**Dokumenttext:**
Die Fluchtgefahr ist einer der bedeutendsten Haftgründe im österreichischen Strafrecht und spielt insbesondere bei der Anordnung von Untersuchungshaft eine zentrale Rolle. Ihre Beurteilung erfolgt anhand klarer gesetzlicher Kriterien, ergänzt durch die Rechtsprechung des Obersten Gerichtshofs.
Begriff und gesetzliche Grundlage
Gemäß § 173 Abs. 2 Z 1 StPO liegt Fluchtgefahr vor, wenn aufgrund konkreter Umstände die Besorgnis besteht, dass sich ein Beschuldigter – etwa wegen der zu erwartenden Strafe oder aus sonstigen Motiven – dem Strafverfahren durch Flucht entziehen könnte. Dabei genügt nicht bloßer Verdacht oder ein „ungutes Gefühl“: Die Annahme der Fluchtgefahr muss sich auf bestimmte Tatsachen stützen, die einen objektiven Rückschluss auf ein mögliches Untertauchen zulassen.
📌 Rechtsgrundlage: § 173 Abs. 2 Z 1 StPO
Ausschluss der Fluchtgefahr
Die Strafprozessordnung enthält auch eine wichtige Eingrenzung dieses Haftgrundes: Fluchtgefahr ist nicht anzunehmen, wenn:
- dem Beschuldigten nur eine Straftat mit einer Strafdrohung bis zu fünf Jahren Freiheitsstrafe zur Last gelegt wird,
- er in geordneten Lebensverhältnissen lebt und
- über einen festen Wohnsitz im Inland verfügt. Diese gesetzliche Vermutung entfällt jedoch, wenn konkrete Hinweise auf Fluchtvorbereitungen vorliegen.

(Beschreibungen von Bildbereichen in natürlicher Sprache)

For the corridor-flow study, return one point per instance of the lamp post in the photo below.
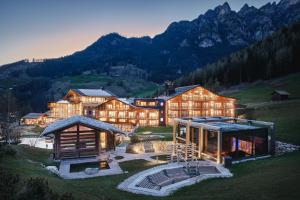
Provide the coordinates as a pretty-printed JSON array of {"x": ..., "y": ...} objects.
[{"x": 8, "y": 113}]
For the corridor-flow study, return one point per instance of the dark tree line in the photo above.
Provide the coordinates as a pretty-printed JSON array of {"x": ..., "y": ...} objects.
[{"x": 273, "y": 57}]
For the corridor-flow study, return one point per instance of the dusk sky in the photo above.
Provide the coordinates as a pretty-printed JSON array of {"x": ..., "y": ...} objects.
[{"x": 54, "y": 28}]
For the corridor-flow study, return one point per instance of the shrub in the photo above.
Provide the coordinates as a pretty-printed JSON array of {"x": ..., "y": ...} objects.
[
  {"x": 8, "y": 185},
  {"x": 134, "y": 139},
  {"x": 37, "y": 189},
  {"x": 7, "y": 150}
]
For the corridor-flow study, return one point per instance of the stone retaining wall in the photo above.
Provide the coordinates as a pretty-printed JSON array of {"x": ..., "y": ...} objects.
[{"x": 158, "y": 146}]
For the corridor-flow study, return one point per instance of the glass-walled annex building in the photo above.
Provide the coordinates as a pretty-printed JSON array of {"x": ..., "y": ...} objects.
[{"x": 218, "y": 137}]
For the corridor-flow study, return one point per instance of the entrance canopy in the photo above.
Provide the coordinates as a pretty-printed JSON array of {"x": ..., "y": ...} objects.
[{"x": 96, "y": 124}]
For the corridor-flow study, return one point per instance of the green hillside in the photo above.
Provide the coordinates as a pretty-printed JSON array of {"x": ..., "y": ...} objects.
[{"x": 261, "y": 91}]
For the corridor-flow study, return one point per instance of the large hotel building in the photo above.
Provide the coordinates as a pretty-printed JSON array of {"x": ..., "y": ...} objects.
[{"x": 128, "y": 113}]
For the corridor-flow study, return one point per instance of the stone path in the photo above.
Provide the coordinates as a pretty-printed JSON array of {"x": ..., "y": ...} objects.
[
  {"x": 114, "y": 168},
  {"x": 64, "y": 169},
  {"x": 130, "y": 183}
]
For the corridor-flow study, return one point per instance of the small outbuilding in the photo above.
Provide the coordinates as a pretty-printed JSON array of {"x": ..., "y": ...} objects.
[
  {"x": 279, "y": 95},
  {"x": 80, "y": 136},
  {"x": 32, "y": 119}
]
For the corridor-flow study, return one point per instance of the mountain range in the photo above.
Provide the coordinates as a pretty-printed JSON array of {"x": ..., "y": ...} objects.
[{"x": 183, "y": 47}]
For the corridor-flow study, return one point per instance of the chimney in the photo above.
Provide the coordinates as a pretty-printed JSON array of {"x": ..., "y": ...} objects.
[{"x": 169, "y": 88}]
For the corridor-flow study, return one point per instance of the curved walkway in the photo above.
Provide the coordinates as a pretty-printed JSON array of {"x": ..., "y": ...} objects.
[
  {"x": 114, "y": 168},
  {"x": 130, "y": 183}
]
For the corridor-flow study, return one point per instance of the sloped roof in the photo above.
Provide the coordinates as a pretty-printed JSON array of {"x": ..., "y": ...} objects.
[
  {"x": 63, "y": 101},
  {"x": 83, "y": 120},
  {"x": 94, "y": 92},
  {"x": 181, "y": 90},
  {"x": 32, "y": 115},
  {"x": 281, "y": 92}
]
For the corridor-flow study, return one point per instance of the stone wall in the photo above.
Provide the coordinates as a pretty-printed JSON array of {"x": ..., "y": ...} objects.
[{"x": 158, "y": 146}]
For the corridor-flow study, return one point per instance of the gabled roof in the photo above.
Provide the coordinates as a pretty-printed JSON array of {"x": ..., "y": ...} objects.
[
  {"x": 58, "y": 125},
  {"x": 181, "y": 90},
  {"x": 281, "y": 92},
  {"x": 93, "y": 92},
  {"x": 32, "y": 116}
]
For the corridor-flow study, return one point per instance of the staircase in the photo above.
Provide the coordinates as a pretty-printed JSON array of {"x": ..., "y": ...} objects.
[
  {"x": 148, "y": 147},
  {"x": 182, "y": 152}
]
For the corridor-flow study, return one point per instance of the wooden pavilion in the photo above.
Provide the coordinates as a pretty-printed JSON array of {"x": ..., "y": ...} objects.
[{"x": 81, "y": 136}]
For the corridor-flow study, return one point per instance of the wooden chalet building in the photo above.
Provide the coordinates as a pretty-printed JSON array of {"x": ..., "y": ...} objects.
[
  {"x": 125, "y": 115},
  {"x": 280, "y": 95},
  {"x": 189, "y": 101},
  {"x": 33, "y": 119},
  {"x": 78, "y": 102},
  {"x": 195, "y": 101},
  {"x": 217, "y": 138},
  {"x": 80, "y": 136}
]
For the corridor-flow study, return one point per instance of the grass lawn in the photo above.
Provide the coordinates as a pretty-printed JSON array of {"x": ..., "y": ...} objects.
[
  {"x": 274, "y": 178},
  {"x": 286, "y": 117},
  {"x": 165, "y": 131},
  {"x": 82, "y": 166},
  {"x": 268, "y": 179},
  {"x": 261, "y": 92}
]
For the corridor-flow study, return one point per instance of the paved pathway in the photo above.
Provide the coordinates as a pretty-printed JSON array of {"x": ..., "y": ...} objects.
[
  {"x": 114, "y": 168},
  {"x": 130, "y": 183}
]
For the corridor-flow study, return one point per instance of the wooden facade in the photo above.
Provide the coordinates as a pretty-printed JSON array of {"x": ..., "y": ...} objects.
[
  {"x": 78, "y": 139},
  {"x": 127, "y": 116},
  {"x": 77, "y": 102},
  {"x": 217, "y": 138},
  {"x": 189, "y": 101},
  {"x": 195, "y": 101}
]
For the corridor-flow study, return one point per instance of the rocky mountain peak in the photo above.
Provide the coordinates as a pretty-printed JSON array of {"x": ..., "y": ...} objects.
[
  {"x": 246, "y": 9},
  {"x": 223, "y": 9}
]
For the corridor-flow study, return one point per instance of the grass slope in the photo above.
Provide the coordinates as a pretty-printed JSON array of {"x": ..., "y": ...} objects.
[
  {"x": 261, "y": 91},
  {"x": 274, "y": 178}
]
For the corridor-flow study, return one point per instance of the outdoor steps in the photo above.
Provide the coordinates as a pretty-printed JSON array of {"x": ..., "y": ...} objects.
[{"x": 148, "y": 147}]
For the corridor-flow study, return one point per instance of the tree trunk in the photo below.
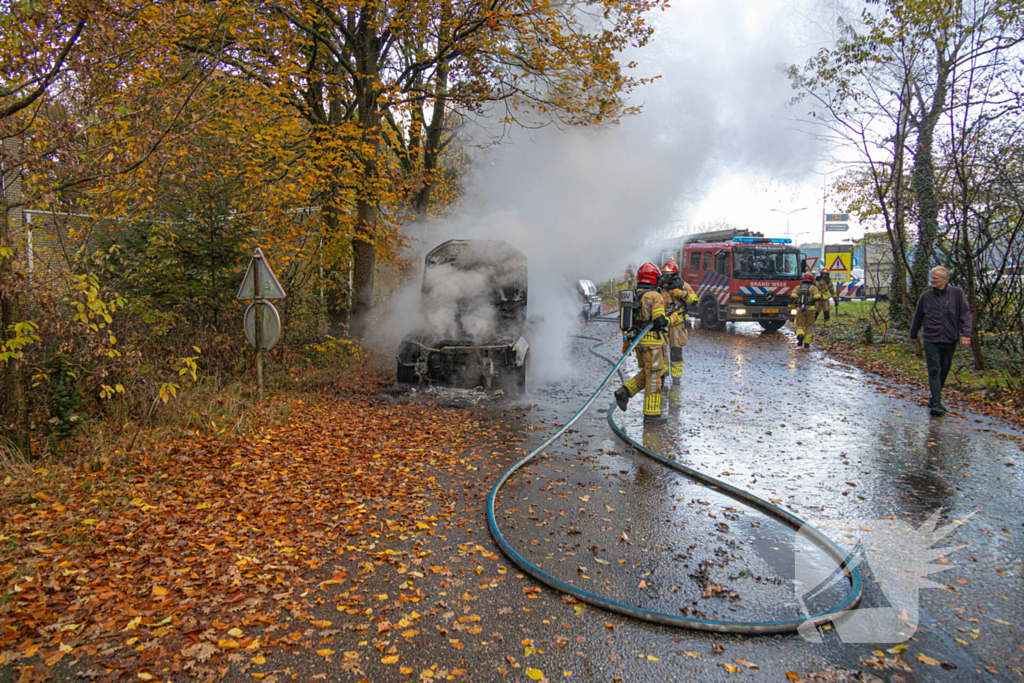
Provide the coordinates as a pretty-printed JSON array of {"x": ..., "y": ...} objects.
[
  {"x": 335, "y": 290},
  {"x": 15, "y": 417},
  {"x": 364, "y": 262},
  {"x": 924, "y": 181},
  {"x": 364, "y": 252}
]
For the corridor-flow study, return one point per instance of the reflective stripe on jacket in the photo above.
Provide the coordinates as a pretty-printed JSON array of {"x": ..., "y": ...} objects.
[{"x": 651, "y": 306}]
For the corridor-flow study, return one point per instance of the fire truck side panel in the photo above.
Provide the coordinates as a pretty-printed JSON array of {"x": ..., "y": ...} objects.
[{"x": 761, "y": 300}]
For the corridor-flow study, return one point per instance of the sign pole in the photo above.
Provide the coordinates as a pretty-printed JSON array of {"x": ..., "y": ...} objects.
[
  {"x": 259, "y": 332},
  {"x": 260, "y": 285},
  {"x": 824, "y": 194}
]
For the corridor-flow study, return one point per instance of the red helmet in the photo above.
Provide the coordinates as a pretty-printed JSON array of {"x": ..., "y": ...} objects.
[{"x": 648, "y": 273}]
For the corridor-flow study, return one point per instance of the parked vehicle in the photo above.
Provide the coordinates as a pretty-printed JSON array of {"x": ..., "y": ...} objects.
[
  {"x": 474, "y": 315},
  {"x": 740, "y": 276},
  {"x": 590, "y": 299}
]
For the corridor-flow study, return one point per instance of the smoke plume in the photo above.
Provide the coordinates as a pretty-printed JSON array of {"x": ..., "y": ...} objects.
[{"x": 587, "y": 203}]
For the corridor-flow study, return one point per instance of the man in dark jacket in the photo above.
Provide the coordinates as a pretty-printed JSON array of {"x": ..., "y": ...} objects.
[{"x": 943, "y": 317}]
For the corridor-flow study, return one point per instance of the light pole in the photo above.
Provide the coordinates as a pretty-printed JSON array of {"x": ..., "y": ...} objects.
[{"x": 787, "y": 214}]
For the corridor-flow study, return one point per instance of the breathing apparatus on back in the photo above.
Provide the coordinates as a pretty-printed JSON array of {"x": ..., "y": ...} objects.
[
  {"x": 804, "y": 298},
  {"x": 629, "y": 300}
]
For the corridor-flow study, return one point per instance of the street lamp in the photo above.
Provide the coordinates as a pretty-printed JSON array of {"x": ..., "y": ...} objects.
[{"x": 787, "y": 214}]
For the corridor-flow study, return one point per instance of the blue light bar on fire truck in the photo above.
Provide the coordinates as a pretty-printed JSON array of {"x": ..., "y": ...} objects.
[{"x": 764, "y": 241}]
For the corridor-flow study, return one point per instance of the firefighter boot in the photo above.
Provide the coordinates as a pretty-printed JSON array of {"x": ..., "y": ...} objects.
[
  {"x": 677, "y": 365},
  {"x": 623, "y": 397},
  {"x": 652, "y": 407}
]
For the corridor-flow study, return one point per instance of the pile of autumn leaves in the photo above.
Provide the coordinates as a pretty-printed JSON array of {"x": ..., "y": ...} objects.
[{"x": 188, "y": 555}]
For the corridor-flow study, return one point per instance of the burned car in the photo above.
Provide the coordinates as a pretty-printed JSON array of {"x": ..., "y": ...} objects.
[
  {"x": 590, "y": 300},
  {"x": 473, "y": 305}
]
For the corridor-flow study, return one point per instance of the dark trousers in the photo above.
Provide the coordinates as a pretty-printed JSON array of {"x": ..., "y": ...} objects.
[{"x": 938, "y": 357}]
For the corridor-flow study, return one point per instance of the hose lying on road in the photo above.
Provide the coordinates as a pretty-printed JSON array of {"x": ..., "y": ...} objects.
[{"x": 783, "y": 626}]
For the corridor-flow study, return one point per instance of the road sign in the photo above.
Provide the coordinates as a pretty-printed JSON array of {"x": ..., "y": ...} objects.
[
  {"x": 269, "y": 288},
  {"x": 839, "y": 266},
  {"x": 269, "y": 324}
]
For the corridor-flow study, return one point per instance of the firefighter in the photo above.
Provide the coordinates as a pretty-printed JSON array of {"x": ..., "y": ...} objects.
[
  {"x": 650, "y": 350},
  {"x": 677, "y": 295},
  {"x": 823, "y": 284},
  {"x": 805, "y": 299}
]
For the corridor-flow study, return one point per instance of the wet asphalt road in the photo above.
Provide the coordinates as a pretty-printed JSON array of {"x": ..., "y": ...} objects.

**Fragen zum Material:**
- 1) Geben Sie für jede Aussage an, ob sie dem Text zur Fluchtgefahr entspricht, und zitieren Sie die entscheidenden Worte wörtlich: (a) Ein bloßer Verdacht reicht für die Annahme der Fluchtgefahr aus. (b) Rechtsgrundlage der Fluchtgefahr ist § 173 Abs. 2 Z 1 StPO. (c) Die gesetzliche Vermutung gegen Fluchtgefahr gilt auch dann, wenn konkrete Hinweise auf Fluchtvorbereitungen vorliegen.
- 2) Erklären Sie bitte in ein bis drei Sätzen anhand des Textes zur Fluchtgefahr, warum ein bloßer Verdacht für die Annahme der Fluchtgefahr nicht genügt.
Maßgeblich ist allein der Text zur Fluchtgefahr.

**Ihre Antworten:**
- 1)
(a) Nein: „Dabei genügt nicht bloßer Verdacht“
(b) Ja: „Rechtsgrundlage: § 173 Abs. 2 Z 1 StPO“
(c) Nein: „Diese gesetzliche Vermutung entfällt jedoch, wenn konkrete Hinweise auf Fluchtvorbereitungen vorliegen.“

- 2) Die Annahme der Fluchtgefahr muss sich auf bestimmte Tatsachen stützen, die einen objektiven Rückschluss auf ein mögliches Untertauchen zulassen. Ein bloßer Verdacht oder ein „ungutes Gefühl“ erfüllt diese Anforderung nicht.